> Object point labels
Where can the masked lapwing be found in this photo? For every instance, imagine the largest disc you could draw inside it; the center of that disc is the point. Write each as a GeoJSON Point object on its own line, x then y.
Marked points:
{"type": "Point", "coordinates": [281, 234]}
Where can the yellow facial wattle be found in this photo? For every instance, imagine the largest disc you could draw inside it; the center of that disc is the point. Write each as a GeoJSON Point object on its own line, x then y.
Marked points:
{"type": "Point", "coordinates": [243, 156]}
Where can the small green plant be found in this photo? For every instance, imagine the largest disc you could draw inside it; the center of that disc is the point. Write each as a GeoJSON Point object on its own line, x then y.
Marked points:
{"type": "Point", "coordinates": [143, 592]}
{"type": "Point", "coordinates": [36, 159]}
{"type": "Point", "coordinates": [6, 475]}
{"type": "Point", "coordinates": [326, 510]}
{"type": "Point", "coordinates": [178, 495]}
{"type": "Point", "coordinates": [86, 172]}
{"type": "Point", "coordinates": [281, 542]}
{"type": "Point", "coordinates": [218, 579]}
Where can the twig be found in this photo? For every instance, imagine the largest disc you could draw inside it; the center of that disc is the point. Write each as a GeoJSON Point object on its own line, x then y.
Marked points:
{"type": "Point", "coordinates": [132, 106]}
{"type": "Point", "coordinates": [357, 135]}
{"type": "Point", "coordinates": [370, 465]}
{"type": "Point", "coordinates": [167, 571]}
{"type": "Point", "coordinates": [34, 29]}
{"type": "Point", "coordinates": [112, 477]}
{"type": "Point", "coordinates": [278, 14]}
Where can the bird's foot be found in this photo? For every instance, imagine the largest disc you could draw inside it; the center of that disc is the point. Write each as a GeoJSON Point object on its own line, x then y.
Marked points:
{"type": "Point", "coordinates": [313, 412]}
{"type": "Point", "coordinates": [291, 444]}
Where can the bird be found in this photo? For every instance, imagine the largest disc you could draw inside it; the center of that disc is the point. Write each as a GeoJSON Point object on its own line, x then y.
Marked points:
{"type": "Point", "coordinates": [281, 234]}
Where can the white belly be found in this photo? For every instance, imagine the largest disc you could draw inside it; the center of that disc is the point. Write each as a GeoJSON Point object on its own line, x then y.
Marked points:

> What you will do
Transcribe all the entries, keeping each one exactly as it is.

> Result for this task
Where can the masked lapwing be found in this photo? For every instance, imagine the largest disc you could draw inside it; the center of that disc is the point. Write each as a GeoJSON Point object on its own line, x then y.
Marked points:
{"type": "Point", "coordinates": [281, 234]}
Where can the yellow facial wattle be found in this photo? For every instance, imagine the largest disc you could draw inside it; the center of that disc is the point. Write each as a GeoJSON Point object on its own line, x then y.
Marked points:
{"type": "Point", "coordinates": [243, 156]}
Where can the small green plant be found in this photo? For every instance, imagine the largest disc you could draw inside it; the center of that disc is the point. Write each as a GeoJSON Point object on its own line, x then y.
Marked points:
{"type": "Point", "coordinates": [143, 592]}
{"type": "Point", "coordinates": [36, 159]}
{"type": "Point", "coordinates": [6, 475]}
{"type": "Point", "coordinates": [326, 510]}
{"type": "Point", "coordinates": [178, 495]}
{"type": "Point", "coordinates": [86, 172]}
{"type": "Point", "coordinates": [281, 542]}
{"type": "Point", "coordinates": [218, 579]}
Where can the twig be found in this photo? For every instance, imagine the largest disc you could draw inside it; the center of that disc is the point. Write each as a GeoJSON Point object on its own line, x then y.
Marked points:
{"type": "Point", "coordinates": [132, 106]}
{"type": "Point", "coordinates": [357, 135]}
{"type": "Point", "coordinates": [370, 465]}
{"type": "Point", "coordinates": [167, 571]}
{"type": "Point", "coordinates": [34, 29]}
{"type": "Point", "coordinates": [112, 477]}
{"type": "Point", "coordinates": [278, 14]}
Where can the bird's foot be found in this photo? For every instance, imagine the largest disc you could draw inside it; the center of that disc is the point. Write each as a GeoJSON Point object on its own line, x then y.
Marked points:
{"type": "Point", "coordinates": [313, 412]}
{"type": "Point", "coordinates": [291, 444]}
Where can the bird be found in this photo? For every instance, imagine the largest disc you could draw inside it; the center of that disc is the point. Write each as a GeoJSON Point object on its own line, x then y.
Marked points:
{"type": "Point", "coordinates": [281, 234]}
Where can the white belly be found in this photo? For every instance, imagine the largest disc you could draw inside it; the center of that disc is the point. Write each as a GeoJSON Point object on its own line, x then y.
Marked points:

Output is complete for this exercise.